+++ Source text

* HSI +0.2 pct, H-shares +0.5 pct, CSI300 -0.2 pct
* H-shares at largest premium over A-shares in eight years
* Gold stocks rise on price hike this week
* China Oil and Gas at 2-month high after acquisition deal (Updates to midday)
By Grace Li
HONG KONG, June 20 (Reuters) - Hong Kong stocks bounced back on Friday as the beaten-down Macau gaming sector rebounded, but China shares looked set for their fourth straight losing session amid a spate of new intitial public offerings.
By midday, the Hang Seng Index was up 0.2 percent at 23,218.86 points, but still down 0.4 percent on the week due to losses in the previous four days.
The China Enterprises Index of the top Chinese listings in Hong Kong rose 0.5 percent. It has lost 1.1 percent on the week and is set for its first weekly loss in six.

++++++
+++ Record extracts

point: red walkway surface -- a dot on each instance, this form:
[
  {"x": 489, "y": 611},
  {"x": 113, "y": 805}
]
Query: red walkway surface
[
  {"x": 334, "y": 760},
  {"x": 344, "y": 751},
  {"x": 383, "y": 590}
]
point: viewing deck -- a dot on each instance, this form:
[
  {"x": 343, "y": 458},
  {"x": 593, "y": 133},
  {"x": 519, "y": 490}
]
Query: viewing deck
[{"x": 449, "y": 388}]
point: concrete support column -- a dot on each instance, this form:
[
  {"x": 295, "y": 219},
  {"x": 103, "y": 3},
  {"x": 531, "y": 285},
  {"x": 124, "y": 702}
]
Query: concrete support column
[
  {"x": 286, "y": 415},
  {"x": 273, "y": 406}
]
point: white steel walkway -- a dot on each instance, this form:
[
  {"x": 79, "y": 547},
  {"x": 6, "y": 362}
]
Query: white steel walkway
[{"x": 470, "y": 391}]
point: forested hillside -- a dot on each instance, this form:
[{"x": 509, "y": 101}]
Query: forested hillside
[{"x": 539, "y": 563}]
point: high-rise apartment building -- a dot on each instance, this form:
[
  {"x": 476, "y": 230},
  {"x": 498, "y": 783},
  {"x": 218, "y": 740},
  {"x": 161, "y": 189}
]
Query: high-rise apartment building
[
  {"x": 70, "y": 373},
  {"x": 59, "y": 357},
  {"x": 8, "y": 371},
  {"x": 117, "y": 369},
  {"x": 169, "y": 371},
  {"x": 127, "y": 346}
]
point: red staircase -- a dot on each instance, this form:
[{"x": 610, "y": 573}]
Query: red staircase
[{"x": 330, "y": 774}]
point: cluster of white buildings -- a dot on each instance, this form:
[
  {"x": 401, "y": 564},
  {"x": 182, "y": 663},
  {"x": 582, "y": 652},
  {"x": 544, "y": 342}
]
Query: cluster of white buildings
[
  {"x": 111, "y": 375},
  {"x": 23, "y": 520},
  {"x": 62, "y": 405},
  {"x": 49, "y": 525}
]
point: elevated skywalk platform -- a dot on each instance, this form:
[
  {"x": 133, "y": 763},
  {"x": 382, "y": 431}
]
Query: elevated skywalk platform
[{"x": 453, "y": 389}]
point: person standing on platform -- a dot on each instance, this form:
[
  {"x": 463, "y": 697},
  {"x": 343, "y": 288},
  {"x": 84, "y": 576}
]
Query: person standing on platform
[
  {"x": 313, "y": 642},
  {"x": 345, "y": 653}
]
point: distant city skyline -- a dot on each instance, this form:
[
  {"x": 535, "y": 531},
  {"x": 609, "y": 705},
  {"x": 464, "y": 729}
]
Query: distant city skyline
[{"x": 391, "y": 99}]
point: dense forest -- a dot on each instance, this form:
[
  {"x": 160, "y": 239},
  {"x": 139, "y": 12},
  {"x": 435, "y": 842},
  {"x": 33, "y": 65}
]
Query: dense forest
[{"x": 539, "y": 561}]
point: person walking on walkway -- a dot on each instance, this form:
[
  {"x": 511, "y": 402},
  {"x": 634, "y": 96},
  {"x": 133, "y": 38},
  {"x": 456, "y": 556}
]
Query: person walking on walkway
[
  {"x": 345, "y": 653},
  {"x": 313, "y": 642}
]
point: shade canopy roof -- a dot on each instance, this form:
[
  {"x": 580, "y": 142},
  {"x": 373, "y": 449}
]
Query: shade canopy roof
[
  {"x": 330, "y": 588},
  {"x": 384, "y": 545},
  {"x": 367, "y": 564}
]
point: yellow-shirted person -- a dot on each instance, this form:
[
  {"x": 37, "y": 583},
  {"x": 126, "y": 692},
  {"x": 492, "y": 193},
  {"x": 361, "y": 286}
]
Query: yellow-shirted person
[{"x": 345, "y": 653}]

++++++

» **Job A**:
Answer from the Hong Kong stock market report:
(i) Which market's shares traded at their largest premium over A-shares in eight years?
(ii) At what level did the Hang Seng Index stand by midday?
(iii) By how much had the China Enterprises Index fallen on the week?
» **Job B**:
Write the next few sentences of the Hong Kong stock market report, picking up after its final sentence.
The data has no connection to the Hong Kong stock market report.

» **Final result A**:
(i) H-shares
(ii) 23,218.86 points
(iii) 1.1 percent

» **Final result B**:
On the mainland, the CSI300 of the leading Shanghai and Shenzhen A-share listings slipped 0.2 percent lower, while the Shanghai Composite Index was down 0.5 percent at 2,013.09 points.
The declines took their losses for the week to 2.8 and 2.4 percent, respectively, which would mark their worst week since April 25.
The resumption of IPOs in the mainland has attracted huge demand after a four-month hiatus on offerings, locking up a large amount of funds and prompting investors to sell some of their other holdings to raise cash to chase the new listings.
The first four companies to pursue listings attracted a combined 380 billion yuan ($61.20 billion) of bids, the China Securities Journal reported.
Auto parts maker Shanghai Lianming Machinery attracted interest around 515 times the amount on offer in the online portion of its sale.
“The new IPOs shouldn’t have too big an impact on the indexes, as new issuings will come at a steady rate,” said Zheng Weigang from Shanghai Securities.
The China Securities Regulatory Commission is planning about 100 IPOs for the rest of this year, its chairman said last month. Ten IPOs have been approved.
Zheng added the index futures settlement was another factor in the drop of 1.6 percent on the Shanghai benchmark on Thursday.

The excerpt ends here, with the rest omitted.